Top of Information provided

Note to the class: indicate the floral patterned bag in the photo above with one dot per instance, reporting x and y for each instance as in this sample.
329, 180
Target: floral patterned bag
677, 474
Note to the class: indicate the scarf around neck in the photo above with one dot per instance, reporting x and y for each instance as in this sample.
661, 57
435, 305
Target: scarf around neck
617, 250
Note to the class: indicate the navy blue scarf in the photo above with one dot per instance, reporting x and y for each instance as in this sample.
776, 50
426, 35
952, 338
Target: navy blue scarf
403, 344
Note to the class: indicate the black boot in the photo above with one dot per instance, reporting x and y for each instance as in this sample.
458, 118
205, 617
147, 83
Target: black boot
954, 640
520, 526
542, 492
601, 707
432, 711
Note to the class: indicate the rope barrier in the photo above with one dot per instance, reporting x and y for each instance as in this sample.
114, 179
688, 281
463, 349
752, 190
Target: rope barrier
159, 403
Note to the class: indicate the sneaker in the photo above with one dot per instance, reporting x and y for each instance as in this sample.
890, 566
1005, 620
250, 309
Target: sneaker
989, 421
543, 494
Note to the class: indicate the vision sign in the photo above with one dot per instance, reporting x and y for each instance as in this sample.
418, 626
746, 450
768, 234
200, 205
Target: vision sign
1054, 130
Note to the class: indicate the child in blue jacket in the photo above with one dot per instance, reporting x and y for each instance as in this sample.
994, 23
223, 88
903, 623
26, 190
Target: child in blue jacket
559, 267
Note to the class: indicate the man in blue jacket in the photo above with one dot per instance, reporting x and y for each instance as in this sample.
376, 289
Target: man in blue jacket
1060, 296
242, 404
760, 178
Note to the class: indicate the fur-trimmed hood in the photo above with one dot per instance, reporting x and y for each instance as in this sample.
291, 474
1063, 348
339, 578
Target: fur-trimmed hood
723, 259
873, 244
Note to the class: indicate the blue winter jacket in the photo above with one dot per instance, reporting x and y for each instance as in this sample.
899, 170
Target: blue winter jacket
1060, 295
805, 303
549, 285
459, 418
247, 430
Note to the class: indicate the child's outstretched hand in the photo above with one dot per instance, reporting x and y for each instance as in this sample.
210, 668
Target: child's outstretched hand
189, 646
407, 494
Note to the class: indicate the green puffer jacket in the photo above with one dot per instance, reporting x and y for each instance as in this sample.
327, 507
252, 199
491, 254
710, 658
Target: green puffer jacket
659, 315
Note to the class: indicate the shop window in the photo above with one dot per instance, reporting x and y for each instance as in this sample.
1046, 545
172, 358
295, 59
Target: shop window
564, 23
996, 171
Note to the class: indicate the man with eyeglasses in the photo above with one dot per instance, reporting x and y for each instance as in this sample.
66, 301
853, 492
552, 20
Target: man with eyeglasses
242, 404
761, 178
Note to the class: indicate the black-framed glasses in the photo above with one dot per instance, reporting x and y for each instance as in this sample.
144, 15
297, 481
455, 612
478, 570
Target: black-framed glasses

Bottom of Information provided

The data given above must be transcribed exactly and completely.

Note to the class: indicate the floral patterned bag in the photo above with one dot per instance, reporting x and y for each instance as in this sample.
329, 180
Target: floral patterned bag
677, 474
Note to the class: indicate the scarf around neck in the photo above with one dot per instance, reporting x and y for each instance as in this sample.
661, 57
435, 305
Target: scarf around neck
617, 250
Note to the class: indicate the navy blue scarf in the photo above with one dot per instance, reporting x and y for each instance as in this sample.
776, 50
426, 35
952, 338
Target: navy blue scarf
403, 344
Note to the class: indicate the black boot in the photo above with one dot per instance, reporting x and y for each instance as in this sample.
458, 118
205, 617
147, 83
Target: black boot
954, 640
520, 526
542, 492
601, 707
432, 711
Note to the class: indicate the rope barrier in the photo above with one dot per instance, reporting x and y for each instance as in this sample.
114, 179
688, 281
463, 349
752, 190
Target: rope barrier
159, 403
Note to the class: indicate the sneaker in the photo above with one dot per instance, reporting x and y for each instance as in this sample.
890, 566
1005, 620
250, 309
Target: sneaker
989, 421
543, 494
Note to the class: indicate the vision sign in the photo above with one dot per instance, reporting x and y for each instance as in this sample.
418, 626
746, 450
768, 234
200, 205
Target: vision sign
1054, 130
Note to the class: indicate the child in blue jacket in the photo above with one dot per instance, reporting x and y for each instance as in this sample.
994, 23
223, 88
903, 623
26, 190
Target: child in blue jacket
559, 267
Note to the class: indicate the man in blue jacket in the photo above with one dot per instance, reporting x and y for each instance as in this sample.
376, 289
Target: man in blue jacket
1060, 296
242, 404
760, 178
Note to the class: indicate the fur-trimmed hood in the photo above with one dot per instance, reporting x and y for each instance as in this sample.
291, 474
1063, 348
339, 578
Target: fur-trimmed hood
723, 259
873, 244
Note to the class: indicate the blue winter jacket in the photo above with one dot per instance, reporting x and y for each instance as in this sample.
899, 170
Target: blue winter jacket
1060, 295
805, 303
549, 285
459, 418
247, 430
Note to the class: indicate the child's outstretched hand in the photo above with one dot per instance, reporting x and y for each instance as in this sample.
210, 668
Target: child's outstretched hand
189, 646
407, 494
Note to the class: indicate the green puffer jacket in the photo above with one dot per instance, reporting x and y for each instance as in this sample.
327, 507
252, 199
491, 254
710, 658
Target: green puffer jacket
659, 315
Note to the class: indicate the shop window in the photo above with one dot per instance, reporting x and y for each instance as in this sample.
1046, 545
172, 358
295, 59
Target: shop window
564, 23
996, 171
Note to the class: indicate the man with eyeglasses in the photo above with one dot per instance, reporting x and y for each instance as in this sample.
66, 301
853, 492
552, 20
Target: man with eyeglasses
242, 404
761, 178
Note to the class: indicate the black-framed glasses in the photo above with one dot per instance, reporting x and y for each instance as in this sample.
144, 15
297, 481
455, 612
478, 570
Target: black-framed glasses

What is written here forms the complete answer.